======== Texte à lire ========

Mais après que les politiciens religieux orthodoxes aient menacé d'abandonner Netanyahu et sa coalition gouvernementale à cause des règles des feux de signalisation, qui auraient inclus un confinement strict, ces communautés n'ont reçu que des couvre-feux nocturnes. Sans aucun résultat notable.

L'incident a souligné à quel point les orthodoxes haredi sont devenus politiquement importants pour Netanyahu et comment il est prêt à contourner les règles pour eux.

Il a également montré comment la COVID-19 s'est propagé davantage dans certaines communautés orthodoxes, où continuer à se rassembler en grands groupes pour prier et célébrer a pris le pas sur la précaution.

C'est une tendance dans les communautés orthodoxes du monde entier, y compris à Brooklyn, où les autorités locales ont menacé de sévir dans les quartiers fortement orthodoxes où les taux d'infection sont élevés.

========

> [Consigne]
Prolongez le texte sur les communautés orthodoxes face à la COVID-19 en reprenant après sa dernière phrase.

======== Entrées ========

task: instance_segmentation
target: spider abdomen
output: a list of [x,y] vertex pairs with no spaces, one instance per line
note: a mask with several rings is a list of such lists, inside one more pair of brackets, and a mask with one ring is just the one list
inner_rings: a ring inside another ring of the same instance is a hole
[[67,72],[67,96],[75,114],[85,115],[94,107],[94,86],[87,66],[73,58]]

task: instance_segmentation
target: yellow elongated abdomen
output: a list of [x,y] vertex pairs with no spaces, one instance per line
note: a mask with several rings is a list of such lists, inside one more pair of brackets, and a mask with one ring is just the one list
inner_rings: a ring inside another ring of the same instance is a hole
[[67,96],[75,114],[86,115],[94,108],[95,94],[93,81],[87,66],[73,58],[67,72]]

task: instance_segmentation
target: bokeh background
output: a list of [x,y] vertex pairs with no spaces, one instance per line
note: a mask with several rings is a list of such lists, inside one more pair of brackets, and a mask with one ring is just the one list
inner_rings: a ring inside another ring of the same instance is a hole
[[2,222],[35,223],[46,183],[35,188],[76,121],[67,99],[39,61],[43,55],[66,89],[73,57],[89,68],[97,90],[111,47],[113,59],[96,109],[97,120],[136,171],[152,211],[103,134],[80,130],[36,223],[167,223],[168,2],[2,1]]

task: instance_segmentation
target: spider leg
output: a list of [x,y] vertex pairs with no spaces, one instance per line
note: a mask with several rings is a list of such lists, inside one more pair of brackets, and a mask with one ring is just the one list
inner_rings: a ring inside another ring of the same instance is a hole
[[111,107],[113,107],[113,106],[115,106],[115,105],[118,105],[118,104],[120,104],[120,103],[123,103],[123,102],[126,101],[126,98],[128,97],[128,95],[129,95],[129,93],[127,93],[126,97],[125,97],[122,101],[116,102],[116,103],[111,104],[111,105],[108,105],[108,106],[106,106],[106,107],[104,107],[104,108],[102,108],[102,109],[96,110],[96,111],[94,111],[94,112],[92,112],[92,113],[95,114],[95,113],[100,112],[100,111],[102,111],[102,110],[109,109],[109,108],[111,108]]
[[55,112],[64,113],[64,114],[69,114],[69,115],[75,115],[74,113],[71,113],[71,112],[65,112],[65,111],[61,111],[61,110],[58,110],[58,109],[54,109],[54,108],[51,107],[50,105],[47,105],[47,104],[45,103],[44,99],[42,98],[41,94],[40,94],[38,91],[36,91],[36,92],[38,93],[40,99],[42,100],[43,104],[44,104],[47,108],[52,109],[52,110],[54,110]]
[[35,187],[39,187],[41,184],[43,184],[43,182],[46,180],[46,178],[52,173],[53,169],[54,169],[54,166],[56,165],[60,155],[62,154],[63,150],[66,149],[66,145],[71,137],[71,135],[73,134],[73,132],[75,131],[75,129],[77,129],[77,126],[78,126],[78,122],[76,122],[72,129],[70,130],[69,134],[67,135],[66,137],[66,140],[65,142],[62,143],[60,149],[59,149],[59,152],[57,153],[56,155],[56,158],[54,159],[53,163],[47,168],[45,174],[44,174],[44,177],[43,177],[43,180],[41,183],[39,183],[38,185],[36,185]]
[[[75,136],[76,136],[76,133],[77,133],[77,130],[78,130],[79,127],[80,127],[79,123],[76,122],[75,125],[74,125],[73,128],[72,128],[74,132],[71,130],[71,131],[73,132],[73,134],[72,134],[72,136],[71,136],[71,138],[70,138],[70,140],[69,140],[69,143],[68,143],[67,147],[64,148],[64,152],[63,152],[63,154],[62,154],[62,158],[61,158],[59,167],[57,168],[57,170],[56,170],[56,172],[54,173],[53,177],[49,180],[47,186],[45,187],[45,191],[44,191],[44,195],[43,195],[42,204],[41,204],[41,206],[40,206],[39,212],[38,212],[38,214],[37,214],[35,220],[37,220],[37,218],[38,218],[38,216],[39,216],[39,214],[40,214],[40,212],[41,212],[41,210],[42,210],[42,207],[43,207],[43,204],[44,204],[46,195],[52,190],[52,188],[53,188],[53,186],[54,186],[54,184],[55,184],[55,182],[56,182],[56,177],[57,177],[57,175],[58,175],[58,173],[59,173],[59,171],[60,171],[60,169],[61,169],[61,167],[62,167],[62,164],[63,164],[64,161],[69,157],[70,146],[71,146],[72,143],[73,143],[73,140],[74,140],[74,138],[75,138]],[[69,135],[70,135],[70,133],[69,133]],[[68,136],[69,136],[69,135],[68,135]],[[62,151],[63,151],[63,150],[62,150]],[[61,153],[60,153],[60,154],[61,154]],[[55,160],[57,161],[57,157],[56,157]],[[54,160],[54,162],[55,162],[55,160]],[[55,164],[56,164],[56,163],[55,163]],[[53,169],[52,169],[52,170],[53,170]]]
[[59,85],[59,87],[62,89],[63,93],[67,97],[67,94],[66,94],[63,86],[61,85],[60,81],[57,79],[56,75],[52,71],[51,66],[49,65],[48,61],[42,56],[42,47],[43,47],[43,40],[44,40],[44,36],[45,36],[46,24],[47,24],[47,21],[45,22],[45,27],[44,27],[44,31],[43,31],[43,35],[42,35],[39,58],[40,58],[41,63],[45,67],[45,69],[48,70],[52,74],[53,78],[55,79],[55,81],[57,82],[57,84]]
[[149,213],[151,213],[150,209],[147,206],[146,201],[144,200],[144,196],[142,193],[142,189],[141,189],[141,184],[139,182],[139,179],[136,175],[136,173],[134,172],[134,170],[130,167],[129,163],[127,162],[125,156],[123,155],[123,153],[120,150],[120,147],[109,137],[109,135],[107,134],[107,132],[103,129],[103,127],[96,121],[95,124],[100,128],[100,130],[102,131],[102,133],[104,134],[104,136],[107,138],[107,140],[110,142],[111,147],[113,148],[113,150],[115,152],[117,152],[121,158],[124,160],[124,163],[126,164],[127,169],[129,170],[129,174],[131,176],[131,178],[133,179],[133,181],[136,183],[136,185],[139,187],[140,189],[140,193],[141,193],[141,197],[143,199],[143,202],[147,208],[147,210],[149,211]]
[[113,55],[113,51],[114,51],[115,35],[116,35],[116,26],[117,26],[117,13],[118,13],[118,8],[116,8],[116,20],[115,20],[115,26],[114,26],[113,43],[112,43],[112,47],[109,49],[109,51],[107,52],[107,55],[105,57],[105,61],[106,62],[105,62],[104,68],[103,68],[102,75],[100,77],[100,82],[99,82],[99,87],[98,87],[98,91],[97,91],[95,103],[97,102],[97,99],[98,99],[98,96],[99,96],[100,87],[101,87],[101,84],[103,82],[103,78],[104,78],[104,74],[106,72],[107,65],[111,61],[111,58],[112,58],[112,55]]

========

> [Réponse]
Un symbole de cette tension a été Yaakov Litzman, l'ancien ministre de la Santé haredi. Il a démissionné de ce poste en avril, après que des rapports aient affirmé qu'il avait contracté le virus en participant à un groupe de prière que son ministère avait interdit.

Litzman est devenu ministre du Logement, mais il a également démissionné de ce poste pour protester contre les nouvelles restrictions de confinement imposées à Rosh Hashanah pour les services de prière des grandes fêtes.

Cependant, tous les orthodoxes haredi n'ont pas pris de distance avec les règles sanitaires  par exemple, Aryeh Deri, ministre de l'Intérieur d'Israël qui dirige également le parti séfarade orthodoxe Shas, a comparé le fait d'ignorer les règles de confinement au meurtre .

Et le Conseil Shas des Sages de la Torah a appelé mardi à la tenue de services de prière à l'extérieur uniquement et conformément à la réglementation actuelle sur les coronavirus.

À l'heure actuelle, les Israéliens haredi représentent 40% des nouveaux cas, alors qu'ils ne représentent que 12% de la population. Cette proportion a continué de susciter des critiques de la part d’Israéliens plus laïques sur les raisons pour lesquelles le pays tout entier est verrouillé. Mais même sans ces cas, le pays aurait un taux d'infection supérieur à ce que les experts en santé publique jugent sûr.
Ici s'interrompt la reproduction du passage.